[EXTRACTED RECORDS]
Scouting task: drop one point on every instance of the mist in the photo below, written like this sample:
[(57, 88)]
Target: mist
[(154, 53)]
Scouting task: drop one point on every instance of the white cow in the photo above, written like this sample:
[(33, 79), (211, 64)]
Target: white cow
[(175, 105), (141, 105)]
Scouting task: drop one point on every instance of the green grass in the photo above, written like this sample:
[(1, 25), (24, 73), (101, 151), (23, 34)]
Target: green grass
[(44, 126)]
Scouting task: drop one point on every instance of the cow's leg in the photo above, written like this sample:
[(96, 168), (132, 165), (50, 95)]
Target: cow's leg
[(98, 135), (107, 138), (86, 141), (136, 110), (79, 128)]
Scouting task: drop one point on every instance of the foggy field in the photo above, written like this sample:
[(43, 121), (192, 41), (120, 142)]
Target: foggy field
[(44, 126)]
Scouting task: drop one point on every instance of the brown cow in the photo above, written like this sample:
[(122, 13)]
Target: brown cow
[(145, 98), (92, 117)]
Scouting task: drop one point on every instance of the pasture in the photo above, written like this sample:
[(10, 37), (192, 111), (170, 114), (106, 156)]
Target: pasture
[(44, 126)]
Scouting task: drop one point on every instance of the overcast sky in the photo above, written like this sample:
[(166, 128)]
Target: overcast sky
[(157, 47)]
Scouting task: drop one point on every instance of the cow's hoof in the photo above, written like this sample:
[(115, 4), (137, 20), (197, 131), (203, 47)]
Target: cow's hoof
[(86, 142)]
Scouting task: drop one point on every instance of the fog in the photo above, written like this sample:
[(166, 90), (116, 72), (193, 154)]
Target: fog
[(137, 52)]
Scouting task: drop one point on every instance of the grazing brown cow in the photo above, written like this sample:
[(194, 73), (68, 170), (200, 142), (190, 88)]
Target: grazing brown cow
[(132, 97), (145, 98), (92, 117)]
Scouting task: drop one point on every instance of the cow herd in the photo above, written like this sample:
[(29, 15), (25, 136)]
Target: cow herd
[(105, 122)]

[EXERCISE PROMPT] Transcribe the full listing exactly, keeping every word as it is.

[PROBLEM SOLUTION]
Scouting task: drop one point on every instance of the mist in the photo below, written like this sample:
[(57, 88)]
Target: mist
[(154, 53)]
Scouting task: drop one point on every instance of the white cow in the photo above, written like this sample:
[(33, 79), (211, 64)]
Target: white cow
[(175, 105), (141, 105)]
Scouting task: drop one point on every instance of the green grass in the photo above, written like this sample:
[(1, 25), (24, 73), (101, 151), (23, 34)]
Target: green grass
[(44, 126)]
Scouting task: drop one point on every instance of the cow's leg in the photo above, written like this sample:
[(96, 168), (132, 165), (50, 95)]
Target: cow's leg
[(98, 135), (107, 138), (86, 141), (136, 110), (79, 128)]
Scouting task: drop one point on every instance of the foggy field in the photo above, written like this sample:
[(43, 121), (192, 41), (120, 142)]
Target: foggy field
[(44, 126)]
Scouting task: drop one point on every instance of the brown cow in the photo above, written like this sample:
[(122, 13)]
Target: brown cow
[(145, 98), (92, 117)]
Scouting task: drop one point on every instance of the pasture in the photo above, written like this sample:
[(10, 37), (192, 111), (170, 114), (106, 156)]
Target: pasture
[(44, 126)]
Scouting task: drop one point on every instance of the overcast sky in the photo above, written like this sample:
[(166, 128)]
Target: overcast sky
[(157, 47)]
Scouting task: drop one point on every instance of the cow's hoof in the photo above, written like this sample:
[(115, 4), (137, 20), (197, 131), (203, 47)]
Target: cow's hoof
[(86, 142)]
Scouting task: drop one point on every instance of the fog in the photo above, written like this sample:
[(166, 90), (116, 72), (193, 154)]
Target: fog
[(137, 52)]
Scouting task: drop one point on every instance of the grazing brown cow in the photo above, written like this sample:
[(194, 73), (68, 170), (200, 142), (190, 88)]
Target: grazing brown cow
[(132, 97), (145, 98), (92, 117)]
Scouting task: drop one point on every instance of the cow herd in the photo above, written like this sample:
[(29, 15), (25, 136)]
Target: cow herd
[(105, 122)]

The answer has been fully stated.